■ **SUPPLIED TEXT**
# Yardage for a King Size Blanket



## free2bme (Jun 26, 2012)

Hello all,

I want to make a blanket for a king size bed with squares on my knitting machine, with DK weight yarn. The squares will be 12". Does anyone know how many yards are needed? I think that I will need 72 squares. I read somewhere but they only mentioned ounces per skein. I much prefer yardage rather than weight. I will be using a wool blend yarn, which is another reason why I prefer to know the yardage, because even a wool blend will be lighter than acrylic, at least that's what I'm thinking! I just want to make sure that I will have enough yarn.

Thanks


----------



## ruth Roxanne (Mar 18, 2012)

I would see it I could find the recommended yarn and see if the label says how many yards are in a skein. That would give you the number you need to figure out how much your need for substitute yarns.


----------



## free2bme (Jun 26, 2012)

Hi ruth Roxanne,

I don't have a pattern, so this is why I'm not sure on the yardage. The only info I have is what size (DK) and type of yarn (wool blend for ease of cleaning) I will be using. And what size squares I will make.


----------



## Maryknits513 (Feb 12, 2011)

free2bme said:


> Hello all,
> 
> I want to make a blanket for a king size bed with squares on my knitting machine, with DK weight yarn. The squares will be 12". Does anyone know how many yards are needed? I think that I will need 72 squares. I read somewhere but they only mentioned ounces per skein. I much prefer yardage rather than weight. I will be using a wool blend yarn, which is another reason why I prefer to know the yardage, because even a wool blend will be lighter than acrylic, at least that's what I'm thinking! I just want to make sure that I will have enough yarn.

■ **REQUIREMENT A**
In the blanket yardage thread, how many squares does free2bme think the blanket will need?
■ **REQUIREMENT B**
Extract the part of the blanket yardage thread starting with "## ruth Roxanne" and going on through "I will make.".

■ **DATASET EXTRACT**
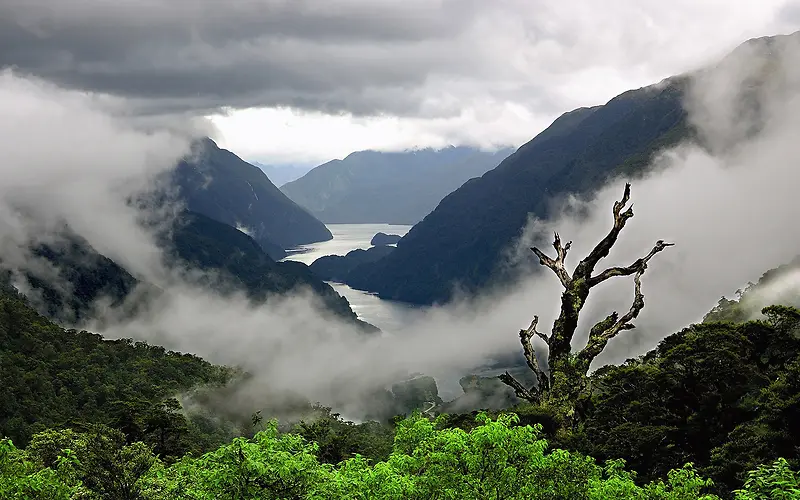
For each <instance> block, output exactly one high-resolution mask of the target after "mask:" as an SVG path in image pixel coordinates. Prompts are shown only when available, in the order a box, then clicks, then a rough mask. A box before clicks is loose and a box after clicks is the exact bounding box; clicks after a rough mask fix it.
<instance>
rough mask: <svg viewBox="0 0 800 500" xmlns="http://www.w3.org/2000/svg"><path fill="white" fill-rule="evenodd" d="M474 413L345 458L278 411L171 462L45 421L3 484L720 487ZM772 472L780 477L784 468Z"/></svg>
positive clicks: (450, 497) (207, 496) (211, 488)
mask: <svg viewBox="0 0 800 500" xmlns="http://www.w3.org/2000/svg"><path fill="white" fill-rule="evenodd" d="M477 421H478V425H477V426H476V427H475V428H474V429H473V430H471V431H470V432H465V431H463V430H461V429H452V428H451V429H440V428H439V426H440V423H441V422H437V421H431V420H429V419H427V418H424V417H421V416H420V415H418V414H416V415H413V416H411V417H410V418H407V419H405V420H403V421H401V422H400V423H399V424H398V429H397V434H396V437H395V440H394V446H393V448H394V449H393V452H392V453H391V455H390V456H389V457H388V458H387V459H386V460H385V461H380V462H375V463H373V462H371V461H370V460H368V459H366V458H365V457H363V456H361V455H355V456H353V457H352V458H349V459H347V460H344V461H342V462H340V463H338V464H336V465H332V464H325V463H320V461H319V460H318V452H319V447H318V446H317V444H316V443H310V442H309V441H307V440H306V439H304V438H303V437H302V436H300V435H297V434H281V433H280V432H279V431H278V426H277V422H275V421H270V422H269V423H268V424H267V425H266V427H265V429H264V430H263V431H261V432H259V433H257V434H256V435H255V436H254V437H253V438H251V439H246V438H236V439H234V440H233V442H231V443H229V444H226V445H224V446H222V447H220V448H219V449H217V450H215V451H212V452H209V453H206V454H204V455H202V456H200V457H196V458H195V457H192V456H186V457H184V458H183V459H181V460H179V461H177V462H175V463H174V464H172V465H170V466H165V465H164V464H163V462H161V461H159V460H158V459H157V458H156V457H155V456H154V455H153V454H152V452H151V451H150V449H149V448H148V447H147V446H146V445H144V444H143V443H134V444H131V445H126V444H125V443H124V439H123V436H122V435H121V433H119V432H118V431H114V430H111V429H107V428H102V427H98V428H95V429H92V430H91V431H90V432H86V433H75V432H72V431H63V432H55V431H48V432H46V433H43V434H41V435H37V436H36V437H34V439H33V440H32V443H31V446H30V447H29V449H28V450H27V451H25V452H21V451H19V450H16V449H15V448H14V447H13V446H12V445H11V444H10V442H8V441H4V442H3V443H2V446H0V472H1V473H2V475H1V476H0V485H2V486H1V487H2V488H5V489H4V490H0V491H3V492H17V491H24V489H25V488H39V490H37V491H48V492H52V495H51V496H52V497H53V498H64V499H66V498H71V495H76V493H77V492H79V491H81V492H82V495H83V496H82V497H81V498H113V499H123V500H134V499H152V500H156V499H158V500H172V499H198V500H199V499H204V500H205V499H231V500H232V499H237V500H246V499H286V498H298V499H299V498H309V499H317V500H326V499H330V500H333V499H340V498H350V499H365V500H366V499H376V500H380V499H397V500H401V499H411V500H414V499H432V498H442V499H474V500H500V499H509V500H514V499H519V500H522V499H525V500H536V499H542V500H544V499H548V500H549V499H570V500H571V499H587V500H595V499H597V500H599V499H606V498H620V499H653V500H656V499H658V500H689V499H692V500H695V499H703V500H711V499H714V498H716V497H714V496H713V495H708V494H705V493H704V491H705V490H706V489H707V488H708V486H710V482H709V481H707V480H704V479H702V478H700V477H699V476H698V475H697V474H696V473H695V471H694V470H693V469H692V467H691V465H687V466H686V467H684V468H681V469H678V470H673V471H671V472H670V474H669V477H668V478H667V480H666V481H657V482H654V483H650V484H647V485H644V486H639V485H637V484H636V483H635V482H634V478H635V476H634V474H632V473H630V472H627V471H626V470H625V469H624V461H621V460H617V461H611V462H608V463H607V464H606V465H605V467H600V466H598V465H597V464H596V463H595V461H594V459H592V458H590V457H586V456H584V455H581V454H579V453H573V452H569V451H566V450H553V451H550V452H548V451H547V442H546V441H545V440H543V439H541V438H540V427H538V426H535V427H532V426H528V425H526V426H521V425H518V423H519V422H518V418H517V417H516V415H513V414H503V415H501V416H499V417H498V418H497V419H496V420H492V419H491V418H489V417H488V416H486V415H485V414H480V415H479V416H478V418H477ZM64 445H69V446H70V447H71V448H67V449H64V451H62V452H61V454H60V455H59V458H57V459H56V466H55V467H56V468H55V469H51V468H49V467H47V466H46V463H47V462H49V461H51V459H52V452H53V450H55V449H56V448H57V447H58V446H64ZM73 449H74V451H73ZM760 474H761V475H762V476H763V475H764V474H763V473H760ZM778 476H779V477H778ZM754 477H755V476H754ZM759 477H761V476H759ZM770 477H778V479H780V480H783V479H785V477H786V473H785V472H784V471H781V472H780V474H775V473H772V475H771V476H770ZM792 477H794V476H792ZM778 479H769V481H772V483H776V484H777V482H778ZM754 481H755V480H754ZM761 482H762V483H763V482H764V481H761ZM759 484H761V483H759ZM748 488H749V489H752V488H750V487H749V486H747V487H746V488H745V489H748ZM753 491H755V490H753ZM14 494H17V493H14ZM59 495H60V496H59ZM18 497H19V498H25V497H24V496H18ZM3 498H17V497H14V496H9V497H3ZM73 498H74V497H73ZM744 498H750V497H744ZM753 498H758V497H753Z"/></svg>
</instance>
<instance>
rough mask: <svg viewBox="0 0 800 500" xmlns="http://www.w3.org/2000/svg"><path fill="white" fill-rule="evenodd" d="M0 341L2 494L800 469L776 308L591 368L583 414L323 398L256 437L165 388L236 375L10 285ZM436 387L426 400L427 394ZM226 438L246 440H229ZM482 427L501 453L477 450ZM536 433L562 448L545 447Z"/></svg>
mask: <svg viewBox="0 0 800 500" xmlns="http://www.w3.org/2000/svg"><path fill="white" fill-rule="evenodd" d="M0 347H1V348H2V349H1V350H0V366H2V370H0V378H2V380H0V397H2V401H3V402H4V404H3V406H2V410H0V433H2V435H4V436H6V437H9V438H11V442H13V443H14V445H15V446H19V447H20V449H17V448H14V447H12V445H11V444H10V442H5V444H4V445H3V448H2V449H3V452H2V453H3V455H2V465H0V467H2V471H3V472H2V474H3V479H2V481H4V482H3V483H2V488H6V490H0V491H3V492H7V496H8V497H10V498H14V496H13V495H12V493H13V494H14V495H16V494H19V495H22V496H20V498H25V496H24V494H23V493H20V492H22V491H23V490H24V491H27V490H25V488H42V489H40V490H37V491H48V492H52V496H55V497H57V498H58V495H61V494H62V493H58V492H59V491H63V492H65V493H63V495H67V496H63V495H62V497H63V498H68V497H69V495H74V494H76V493H75V492H77V491H83V490H86V489H88V490H91V491H94V492H95V493H97V494H98V495H100V496H101V497H105V498H180V497H181V496H180V495H184V496H183V498H187V496H185V495H195V496H194V497H192V496H188V498H215V497H216V498H226V496H225V495H229V496H228V497H229V498H248V497H247V496H239V497H236V496H235V495H236V493H232V491H233V490H230V489H229V488H235V487H242V488H244V487H245V486H243V485H245V484H246V485H249V486H247V488H249V490H248V491H250V493H248V494H250V495H254V496H253V498H273V497H274V498H303V497H308V498H329V497H330V498H337V496H336V495H340V497H343V498H348V496H347V495H351V496H350V498H434V497H431V496H426V495H427V493H426V492H427V491H428V490H426V489H425V488H430V487H432V486H431V485H433V484H436V485H448V486H447V487H448V488H451V489H452V491H453V492H454V493H453V495H455V496H454V497H455V498H486V497H485V496H481V495H485V493H481V492H482V491H483V490H481V489H480V488H486V487H488V486H487V485H488V484H493V485H494V487H495V488H501V490H500V491H501V493H502V488H504V487H506V486H502V485H503V484H505V485H508V484H514V485H515V486H514V488H515V491H519V492H525V494H526V495H534V496H527V497H524V498H537V497H536V496H535V495H544V496H541V497H542V498H559V497H558V496H555V497H553V496H551V497H547V496H546V495H549V494H555V495H558V493H553V492H552V491H550V490H548V489H547V488H554V487H555V485H556V484H557V485H561V486H559V487H562V486H563V487H564V488H566V487H567V486H566V485H571V486H569V487H570V488H574V489H575V490H574V491H572V490H570V493H569V494H568V496H566V497H563V496H562V497H561V498H602V496H601V495H602V494H606V495H609V494H610V493H608V492H609V491H614V494H615V495H622V496H618V497H619V498H698V497H697V496H691V495H695V494H696V493H697V491H700V490H702V491H703V492H704V493H703V494H709V495H711V494H715V495H718V496H720V497H722V498H726V497H728V496H730V495H731V494H732V493H731V492H733V491H734V490H736V489H742V488H745V489H747V488H749V490H750V491H749V492H748V493H744V492H742V493H739V494H738V495H739V496H738V498H743V499H744V498H770V497H769V496H763V495H762V496H759V493H758V491H763V490H764V488H767V486H765V485H769V487H770V488H773V487H775V488H777V487H781V488H783V487H785V488H790V487H791V488H795V487H796V486H792V485H794V484H795V483H796V481H795V479H794V478H795V477H796V476H795V475H794V473H793V472H791V471H792V470H794V469H797V468H798V467H800V461H798V455H797V452H796V450H797V449H800V433H797V432H796V422H798V421H800V403H798V401H800V312H799V311H797V310H796V309H793V308H791V307H785V306H771V307H769V308H766V309H765V310H764V316H763V319H760V320H755V321H748V322H744V323H732V322H707V323H703V324H698V325H693V326H691V327H689V328H687V329H685V330H683V331H681V332H679V333H677V334H674V335H672V336H670V337H667V338H666V339H665V340H664V341H662V342H661V344H660V345H659V346H658V347H657V348H656V349H655V350H654V351H652V352H650V353H648V354H646V355H645V356H642V357H641V358H639V359H635V360H630V361H628V362H627V363H626V364H624V365H621V366H609V367H605V368H602V369H600V370H598V371H597V372H595V373H594V374H592V376H591V378H590V382H591V392H590V398H588V399H587V400H585V401H584V402H583V404H585V407H584V408H583V410H582V411H583V414H584V418H583V420H582V421H581V423H580V425H579V426H577V427H575V426H572V425H565V423H564V422H563V421H562V420H561V419H562V416H563V413H562V412H561V411H560V409H559V408H557V407H555V406H553V403H548V402H546V401H543V402H542V403H541V404H538V405H533V404H527V403H526V404H520V405H517V406H516V407H514V408H513V409H511V411H513V412H514V413H516V414H517V415H518V418H519V422H517V421H516V420H515V419H513V418H511V417H503V416H501V415H502V412H494V413H492V414H491V415H494V417H495V418H496V419H498V420H495V421H493V422H491V423H490V422H488V421H486V420H485V419H483V417H481V420H480V421H477V422H476V415H478V414H477V413H473V414H472V415H469V414H465V415H458V414H451V415H441V416H439V418H438V419H437V420H436V422H435V423H432V422H430V421H429V420H428V419H426V418H422V417H420V416H416V417H413V418H411V419H410V420H405V421H398V420H396V419H395V420H392V421H389V422H386V421H384V422H365V423H361V424H354V423H351V422H346V421H344V420H343V419H341V417H339V416H338V415H336V414H335V413H332V412H331V410H330V409H328V408H323V407H317V408H315V409H310V411H308V412H307V413H306V418H305V419H304V420H303V421H300V422H298V423H295V424H291V422H283V423H282V424H281V426H280V427H278V426H276V424H275V423H269V424H268V425H267V426H266V429H264V430H263V431H262V432H261V433H258V434H255V435H254V432H255V429H256V428H257V426H258V425H260V424H259V423H258V422H259V418H255V419H253V420H252V421H250V416H249V415H244V416H242V415H239V420H235V419H227V420H226V418H227V417H230V416H231V415H224V414H223V413H224V412H220V413H218V414H215V415H210V414H209V413H207V412H199V413H198V412H197V411H196V409H193V410H192V411H187V409H186V408H183V407H182V405H181V401H184V399H183V398H180V400H178V399H175V398H174V397H175V396H179V395H181V394H183V393H185V391H187V390H189V389H191V388H192V387H197V386H201V387H208V386H215V385H220V384H222V383H224V382H225V381H226V380H229V378H230V377H231V376H232V375H233V373H232V372H231V371H230V370H227V369H224V368H220V367H215V366H212V365H210V364H208V363H206V362H204V361H203V360H201V359H199V358H197V357H195V356H190V355H182V354H178V353H173V352H168V351H165V350H164V349H163V348H160V347H155V346H149V345H147V344H144V343H140V342H132V341H130V340H115V341H111V340H103V339H102V338H101V337H100V336H98V335H94V334H91V333H88V332H77V331H74V330H63V329H61V328H59V327H57V326H55V325H53V324H52V323H50V322H49V321H48V320H46V319H45V318H44V317H42V316H40V315H38V314H36V313H35V312H34V311H33V310H32V309H31V308H30V307H28V306H27V305H26V304H25V302H24V300H23V299H21V298H19V297H14V296H10V295H6V296H4V297H2V299H0ZM420 380H423V379H420ZM425 380H427V379H424V380H423V381H425ZM429 382H430V381H427V382H426V383H427V385H425V390H426V391H427V392H426V393H425V394H424V396H421V397H422V399H424V400H426V401H427V400H431V398H433V399H436V395H435V394H433V393H431V394H428V393H429V392H430V391H431V390H432V391H434V392H435V386H431V387H428V386H429V385H430V383H429ZM487 387H488V386H487ZM494 387H497V386H496V384H495V385H494ZM401 389H402V388H398V391H399V392H403V391H402V390H401ZM406 392H407V391H406ZM218 396H219V395H218ZM411 396H413V395H411ZM411 396H409V397H411ZM217 399H219V398H217ZM412 399H413V398H412ZM196 401H197V400H196ZM309 408H310V407H309ZM233 422H235V423H233ZM254 425H255V426H254ZM527 426H530V427H527ZM48 429H49V430H48ZM288 431H291V433H290V434H286V432H288ZM236 435H240V436H241V435H243V436H245V437H242V438H236V439H235V440H234V441H233V442H230V439H232V438H233V437H235V436H236ZM248 436H249V437H248ZM413 436H417V437H416V438H413V439H417V441H414V440H413V439H412V437H413ZM481 436H483V437H481ZM487 436H488V437H487ZM489 438H491V439H496V442H495V444H494V445H493V446H494V448H491V449H490V450H489V451H487V450H486V449H482V451H481V453H479V454H478V453H476V454H475V455H474V456H473V455H470V453H474V450H475V447H476V446H478V445H479V444H480V443H483V444H480V446H484V445H486V446H488V445H489V444H490V443H486V442H485V441H480V440H481V439H489ZM409 439H411V440H412V441H409ZM541 439H546V440H547V441H548V442H549V443H550V444H551V445H552V446H553V447H555V448H557V449H560V450H569V451H551V452H546V450H545V446H544V444H543V443H541V442H540V441H541ZM515 440H517V441H515ZM225 442H228V443H229V444H226V445H223V446H222V447H219V446H220V445H222V444H223V443H225ZM409 442H413V443H412V444H413V445H411V444H408V443H409ZM404 443H405V444H404ZM514 443H517V444H514ZM22 448H24V450H22ZM61 450H71V451H69V452H66V451H64V452H62V451H61ZM240 450H241V451H240ZM470 450H472V451H470ZM525 450H527V451H525ZM535 450H539V451H535ZM534 451H535V453H534ZM492 453H494V454H497V456H500V457H501V458H500V459H498V460H500V462H499V463H501V464H502V463H506V464H507V467H506V468H505V469H502V468H501V469H502V470H501V469H497V470H496V471H494V472H491V473H492V474H495V476H486V475H485V476H483V478H482V479H480V480H477V479H475V478H474V477H473V478H472V479H470V477H471V476H470V474H473V472H470V471H472V469H470V467H473V465H474V464H473V465H470V463H471V462H470V460H473V459H474V458H475V456H484V455H486V456H492V457H494V456H495V455H492ZM93 454H95V455H93ZM96 454H100V455H96ZM104 454H105V455H104ZM59 456H60V457H61V458H59ZM587 457H594V459H596V461H597V462H595V461H594V460H593V459H590V458H587ZM620 459H623V460H625V463H626V465H625V469H626V470H628V471H629V472H624V471H623V467H622V466H621V462H619V460H620ZM783 459H786V460H783ZM493 460H495V459H493ZM504 460H505V461H507V462H503V461H504ZM607 462H608V463H607ZM492 463H494V461H493V462H492ZM687 463H692V464H693V466H692V468H686V467H685V465H686V464H687ZM423 465H424V466H423ZM96 467H101V468H103V467H105V468H106V469H103V470H104V471H105V472H103V471H99V470H96V469H93V468H96ZM514 471H523V472H524V474H522V473H518V472H514ZM531 471H533V472H531ZM671 471H676V472H671ZM748 471H749V472H748ZM278 473H280V474H283V475H281V476H280V477H281V478H283V479H282V481H284V483H285V484H284V487H287V488H290V489H291V491H295V492H297V491H299V492H300V493H297V494H298V495H300V496H299V497H297V496H295V497H293V496H292V495H291V494H289V493H287V494H285V495H284V496H283V497H281V496H280V495H279V494H278V493H275V491H277V490H275V491H273V493H271V494H272V495H273V496H272V497H270V496H269V495H270V494H268V493H266V492H265V491H266V490H269V489H270V488H278V486H276V484H277V483H270V482H267V483H265V482H264V481H266V478H268V477H270V478H273V479H274V477H273V476H274V474H278ZM487 473H488V471H487ZM237 474H245V476H244V477H240V476H237ZM523 476H524V477H523ZM701 477H702V478H708V479H709V480H711V481H712V483H713V484H712V483H708V482H706V481H705V480H703V479H701ZM548 478H549V479H548ZM553 478H561V479H559V480H558V481H556V482H554V479H553ZM104 481H105V482H107V483H108V484H100V483H102V482H104ZM487 481H488V482H487ZM492 481H500V483H497V484H495V483H493V482H492ZM514 481H516V483H515V482H514ZM548 481H549V482H548ZM659 481H664V483H663V485H662V484H661V483H659ZM792 481H795V483H793V482H792ZM501 483H502V484H501ZM779 483H780V484H783V485H784V486H780V484H779ZM37 485H38V486H37ZM59 485H60V486H59ZM226 485H227V486H226ZM235 485H239V486H235ZM287 485H288V486H287ZM426 485H427V486H426ZM548 485H549V486H548ZM743 485H749V486H747V487H745V486H743ZM786 485H789V486H786ZM190 486H191V487H192V488H195V489H194V490H192V491H191V492H189V493H187V492H186V491H185V490H184V488H188V487H190ZM14 488H16V489H14ZM20 488H21V489H20ZM59 488H61V489H59ZM298 488H299V489H298ZM393 488H394V489H393ZM609 488H620V489H621V490H619V491H628V490H629V493H625V494H628V497H625V496H624V494H623V493H618V492H617V491H618V490H616V489H615V490H609ZM659 488H661V489H662V490H664V491H662V492H660V493H658V494H656V493H654V492H657V491H659ZM681 488H684V490H685V489H686V488H689V490H686V491H691V492H692V493H679V492H680V491H684V490H682V489H681ZM692 488H694V489H692ZM121 491H122V493H121ZM787 491H788V490H787ZM131 492H134V493H131ZM356 492H361V493H356ZM531 492H533V493H531ZM502 494H503V495H504V494H505V493H502ZM520 494H522V493H520ZM564 494H565V495H567V494H566V493H564ZM48 495H51V493H48ZM126 495H128V496H126ZM131 495H132V496H131ZM137 495H138V496H137ZM148 495H149V497H148ZM158 495H161V496H160V497H159V496H158ZM169 495H173V496H172V497H170V496H169ZM242 495H244V493H242ZM259 495H261V496H259ZM326 495H327V496H326ZM341 495H344V496H341ZM359 495H361V496H359ZM370 495H371V496H370ZM381 495H383V496H381ZM392 495H394V496H392ZM415 495H416V496H415ZM459 495H460V496H459ZM470 495H472V496H470ZM569 495H574V496H569ZM593 495H594V496H593ZM637 495H638V496H637ZM647 495H650V496H647ZM658 495H661V496H658ZM669 495H672V496H669ZM676 495H677V496H676ZM680 495H684V496H680ZM747 495H750V496H747ZM3 498H5V497H3ZM76 498H77V497H76ZM490 498H491V497H490ZM506 498H514V497H513V496H511V497H506ZM520 498H523V497H520ZM606 498H608V497H606ZM708 498H712V497H708ZM775 498H780V497H775ZM785 498H793V497H792V496H791V493H787V496H785Z"/></svg>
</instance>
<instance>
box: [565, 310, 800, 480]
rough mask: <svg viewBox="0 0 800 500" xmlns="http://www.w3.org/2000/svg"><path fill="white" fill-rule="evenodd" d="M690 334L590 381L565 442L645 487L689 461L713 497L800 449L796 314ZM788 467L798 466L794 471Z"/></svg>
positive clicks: (785, 311) (743, 323) (772, 314)
mask: <svg viewBox="0 0 800 500" xmlns="http://www.w3.org/2000/svg"><path fill="white" fill-rule="evenodd" d="M763 314H764V315H765V318H766V320H765V321H751V322H747V323H741V324H734V323H727V322H711V323H704V324H700V325H694V326H692V327H690V328H687V329H685V330H683V331H681V332H679V333H677V334H675V335H672V336H670V337H667V338H666V339H664V340H663V341H662V342H661V343H660V344H659V346H658V348H656V349H655V350H654V351H653V352H651V353H648V354H647V355H646V356H644V357H643V358H642V359H639V360H631V361H629V362H628V363H626V364H624V365H622V366H613V367H611V366H609V367H604V368H602V369H600V370H598V371H597V372H595V374H594V375H593V377H592V399H591V402H590V403H591V405H590V408H589V410H588V412H587V416H586V421H585V424H584V426H583V428H582V429H581V430H580V431H579V432H578V433H577V434H574V435H571V436H568V439H567V440H566V441H565V442H567V443H571V444H573V445H574V446H576V448H577V449H580V450H582V451H584V452H586V453H588V454H591V455H592V456H595V457H597V458H598V459H612V458H618V457H619V458H624V459H626V460H627V461H628V463H629V465H630V466H631V467H632V468H633V469H634V470H636V471H638V472H639V473H640V474H641V475H642V478H643V479H645V480H653V479H655V478H658V477H664V476H665V475H666V474H667V472H668V471H669V470H671V469H674V468H676V467H680V466H681V465H682V464H684V463H687V462H694V463H695V464H696V465H697V466H698V468H699V470H700V471H701V472H702V474H703V475H705V476H707V477H711V478H712V479H713V480H714V482H715V483H716V484H717V488H719V491H731V490H733V489H734V488H736V487H738V486H740V485H741V484H742V481H743V480H744V479H745V478H744V474H745V472H746V471H748V470H751V469H753V468H755V467H757V466H758V465H759V464H762V463H766V462H771V461H773V460H775V459H777V458H779V457H781V456H784V457H786V458H792V457H795V456H796V450H797V449H798V447H800V436H798V434H797V432H795V430H794V429H795V428H796V427H795V426H796V424H795V423H794V422H797V421H798V419H800V339H798V335H797V330H798V326H800V313H798V311H797V310H796V309H793V308H790V307H783V306H773V307H768V308H765V309H764V310H763ZM791 465H794V466H797V465H800V464H798V462H794V461H793V462H792V463H791Z"/></svg>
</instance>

■ **TASK RESULT A**
72 squares

■ **TASK RESULT B**
## ruth Roxanne (Mar 18, 2012)

I would see it I could find the recommended yarn and see if the label says how many yards are in a skein. That would give you the number you need to figure out how much your need for substitute yarns.


----------



## free2bme (Jun 26, 2012)

Hi ruth Roxanne,

I don't have a pattern, so this is why I'm not sure on the yardage. The only info I have is what size (DK) and type of yarn (wool blend for ease of cleaning) I will be using. And what size squares I will make.